____ Fragmento de lectura
No así Carlos Luis, que además del retrato despuntó en la pintura de historia, la pintura mural y la litografía. Y la posteridad se lo regaló con el silencio y unos cuantos balazos. El punto álgido de su carrera fue el encargo de la decoración del Congreso de los Diputados, en 1850, la famosa cúpula ametrallada por los esbirros de Tejero. La bóveda del Salón de Sesiones y el techo del Gabinete de los Ministros son suyas. A Federico se le encargaron cuatro cuadros. Carlos presentó la historia de la legislación española, en cinco grandes épocas, y le pagaron 97.347 reales por una y 14.306 por el otro. Pero el encargo mejor pagado -a pesar de los recortes del presupuesto- fue la decoración de la iglesia madrileña de San Francisco el Grande (más de 200.000 pesetas, en 1886).
Un genio apartado
“Es un genio a descubrir”, dejo escrito el antiguo director del Museo del Prado, Alfonso Pérez Sánchez. “Carlos Luis de Ribera es una especie de gemelo de Federico de Madrazo, pero menos favorecido por la fortuna en cuanto a resonancia de nombre”, añadió. Su firmeza en el dibujo, su agudeza en la observación le hicieron un retratista de primera categoría. “Nada que envidiar a Federico de Madrazo”, pero más melancólico y lírico.
________
#### Tarea propuesta 1
Resume en dos oraciones el fragmento sobre Carlos Luis de Ribera.
#### Tarea propuesta 2
Prolonga el fragmento sobre Carlos Luis de Ribera a partir de su última oración.
Los registros no hacen falta para resolver esto.
____ Información extraída
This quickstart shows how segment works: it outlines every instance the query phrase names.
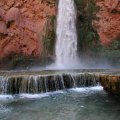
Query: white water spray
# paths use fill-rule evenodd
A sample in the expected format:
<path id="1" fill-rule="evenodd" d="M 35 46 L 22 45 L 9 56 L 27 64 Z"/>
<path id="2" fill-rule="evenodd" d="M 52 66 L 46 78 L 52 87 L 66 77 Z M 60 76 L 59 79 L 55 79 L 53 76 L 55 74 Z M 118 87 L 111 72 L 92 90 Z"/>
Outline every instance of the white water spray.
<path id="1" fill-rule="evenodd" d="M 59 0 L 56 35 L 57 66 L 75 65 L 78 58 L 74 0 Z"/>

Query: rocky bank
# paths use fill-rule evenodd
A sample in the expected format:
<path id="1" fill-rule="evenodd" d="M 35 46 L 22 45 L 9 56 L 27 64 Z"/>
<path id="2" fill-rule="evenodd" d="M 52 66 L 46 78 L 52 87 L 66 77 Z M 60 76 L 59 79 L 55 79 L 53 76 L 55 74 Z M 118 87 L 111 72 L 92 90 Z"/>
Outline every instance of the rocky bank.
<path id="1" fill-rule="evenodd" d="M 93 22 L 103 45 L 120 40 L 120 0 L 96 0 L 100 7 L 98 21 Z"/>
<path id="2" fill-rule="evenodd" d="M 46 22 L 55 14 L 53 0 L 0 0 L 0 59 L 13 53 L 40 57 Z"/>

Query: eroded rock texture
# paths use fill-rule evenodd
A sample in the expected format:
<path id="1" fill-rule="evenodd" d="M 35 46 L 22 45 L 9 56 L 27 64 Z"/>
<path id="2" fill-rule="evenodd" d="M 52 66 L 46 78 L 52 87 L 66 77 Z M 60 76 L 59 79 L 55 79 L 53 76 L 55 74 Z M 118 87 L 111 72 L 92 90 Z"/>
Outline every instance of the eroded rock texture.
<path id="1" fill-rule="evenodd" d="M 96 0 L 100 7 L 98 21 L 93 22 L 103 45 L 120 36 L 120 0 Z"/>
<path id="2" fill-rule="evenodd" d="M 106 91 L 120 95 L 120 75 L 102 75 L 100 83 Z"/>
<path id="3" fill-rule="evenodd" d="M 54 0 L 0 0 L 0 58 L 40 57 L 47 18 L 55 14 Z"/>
________
____ Información extraída
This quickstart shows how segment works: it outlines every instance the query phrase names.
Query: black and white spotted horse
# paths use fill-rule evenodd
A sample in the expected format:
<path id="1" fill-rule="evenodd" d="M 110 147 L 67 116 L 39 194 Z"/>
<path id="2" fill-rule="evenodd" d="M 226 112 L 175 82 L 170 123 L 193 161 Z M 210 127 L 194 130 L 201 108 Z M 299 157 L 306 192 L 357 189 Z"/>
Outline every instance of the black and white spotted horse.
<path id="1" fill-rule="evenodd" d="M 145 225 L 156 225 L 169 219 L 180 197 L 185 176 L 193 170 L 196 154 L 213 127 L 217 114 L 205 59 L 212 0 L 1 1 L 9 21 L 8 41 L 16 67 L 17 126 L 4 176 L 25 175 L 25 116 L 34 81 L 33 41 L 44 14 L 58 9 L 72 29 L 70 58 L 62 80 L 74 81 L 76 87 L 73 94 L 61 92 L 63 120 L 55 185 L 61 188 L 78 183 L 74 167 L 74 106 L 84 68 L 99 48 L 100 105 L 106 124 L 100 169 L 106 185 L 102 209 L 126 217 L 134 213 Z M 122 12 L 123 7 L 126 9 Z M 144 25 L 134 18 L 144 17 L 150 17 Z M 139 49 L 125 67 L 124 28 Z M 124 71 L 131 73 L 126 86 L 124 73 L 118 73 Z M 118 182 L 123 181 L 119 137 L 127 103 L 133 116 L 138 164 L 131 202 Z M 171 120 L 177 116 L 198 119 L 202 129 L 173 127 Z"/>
________
#### Resultado final 1
Carlos Luis de Ribera destacó en el retrato, la pintura de historia, la pintura mural y la litografía, y entre sus encargos figuran la decoración del Congreso de los Diputados en 1850 y la de la iglesia madrileña de San Francisco el Grande, que fue la mejor pagada. Alfonso Pérez Sánchez, antiguo director del Museo del Prado, lo llamó un genio por descubrir y una especie de gemelo de Federico de Madrazo con menos renombre, y el fragmento lo presenta como un retratista de primera categoría, más melancólico y lírico.

#### Resultado final 2
La actividad y el éxito del pintor romántico -incluido en la turbamulta que se reunía en El Parnasillo- era imparable y así se mantuvo hasta su muerte, a los 76 años, día en el que lo encontraron con la obra que había estado pintando durante cuatro décadas: La conquista de Granada, encargada por la reina Isabel II, que hoy descansa en la Catedral de Burgos. Un inmenso lienzo, que descansaba en su caballete, firmado y listo para que sus herederos especularan con ella.
Ya no hay ni rastro de él en el Museo del Prado. Bueno, sí, pero parece una broma sádica. ¿Recuerdan que se retrataron él y Federico en París, en 1839? En sala, Javier Barón ha dejado el retrato de Carlos Luis hecho por Federico...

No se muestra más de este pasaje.